■ Text block ■
Log in

View Full Version : Reconnecting and patching up an old friendship



Reesha
06-20-2011, 08:24 AM
I feel sure that I'm not the only one who has been through this, but I did something this morning that I'd been meaning to do for the last four years or so. Facebook presented me with an opportunity to reconnect with an old friend from about 6 years ago. After some trepidation and a long message writing/revising session, I decided to send him a bit of an apology and express that I'd be glad to be friends again.

Some backstory:

In 2005, I had just left graduate school feeling disgraced, was on the downward slope with my boyfriend of 5 years when I wound up working at this fantastic outdoor science education center. College had left me a bit numb... it was almost like I forgot how to be me. I stopped drawing, riding my bike. I got a boyfriend and life revolved around schoolwork (Geology-- which I did indeed love) and then hanging out with my boyfriend and three friends. I did not seize upon this opportunity to develop socially, rather, I entered a five year stasis of sorts. When I ended up at this new outdoor ed center, a door opened.

This co-worker and I clicked immediately-- we had instant rapport. The lonely, empty self started to remember what it was like to be spontaneous, creative and wacky when I was around him. At first, I couldn't decide if I idolized him or was in love with him. I practically wanted to be him-- he had many incredible qualities. Our other friend Chuck said it best: "he is magic". To this day I'm not sure if it was really love, or just deep adoration for someone who helped me to shake up my life again. We would take spontaneous trips to the ocean and hike for miles and miles. We'd swim at night and other times we'd write and record songs together. There was no question that I meant a lot to him and that he meant a lot to me. At the time I thought I was madly in love with him, but our relationship was never physical. Afterward, I started to realize that he might be gay and struggling to come out based on some of the songs he'd written and some of the things he tried to say but never could.

I let him know how I felt on a few different occasions over a couple months and I think he was hoping he could still keep the friendship the way it was because I was important to him. That was confusing to me and I pressed the issue, which eventually broke the friendship. He realized we needed a clean break and we went our separate ways. This step was critical, and I let go of it all and moved on to become more mature, wiser, stronger and all the other good things he helped me to realize again. I have incredible fondness for him, but the infatuation with him is over. Still, it devastates me sometimes to think that our friendship might never be again. I'm a firm believer in having multiple soul-mates, be them friends, lovers, family etc. He was my soul-friend, someone who inspired me to be more.

Now realizing that some relationships are meant to be short, I took a chance and sent him that message. I explained the things that I didn't recognize about myself back then-- why I needed him so much after college. I also told him that I regretted putting him in difficult and awkward situations and that felt sorry that I misinterpreted his friendship. I spent enough time being angry at him in 2006 that I'm at least willing to take responsibility for my part in the end of our friendship. My message wasn't all gloom and doom, I gave him a brief update of where I am now and what I'm up to toward the end.

It would really warm my heart to be able to start our friendship anew and I'm hoping that he'll agree.

Have any of you ever been in a similar situation? Is it normal to feel this much about this sort of thing? It was a difficult year at times, but he genuinely changed my life in many positive ways. I suppose I'm just anxious because I thought about writing to him to clear the air for so long and now that I've done it, I'm kind of like "now what?".

■ Set tasks ■
A. Say whether each statement agrees with the forum post, answering yes or no and quoting the deciding words. (i) The writer and the friend worked together. (ii) The writer's relationship with the friend was physical. (iii) The writer studied geology.
B. Quote the forum post between "I let him know" and "to be more.", inclusive.

Pointing and labeling entries:
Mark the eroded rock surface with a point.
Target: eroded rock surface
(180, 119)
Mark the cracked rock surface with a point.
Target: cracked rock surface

■ Final results ■
A.
(i) Yes: "This co-worker and I clicked immediately"
(ii) No: "our relationship was never physical"
(iii) Yes: "schoolwork (Geology-- which I did indeed love)"

B.
I let him know how I felt on a few different occasions over a couple months and I think he was hoping he could still keep the friendship the way it was because I was important to him. That was confusing to me and I pressed the issue, which eventually broke the friendship. He realized we needed a clean break and we went our separate ways. This step was critical, and I let go of it all and moved on to become more mature, wiser, stronger and all the other good things he helped me to realize again. I have incredible fondness for him, but the infatuation with him is over. Still, it devastates me sometimes to think that our friendship might never be again. I'm a firm believer in having multiple soul-mates, be them friends, lovers, family etc. He was my soul-friend, someone who inspired me to be more.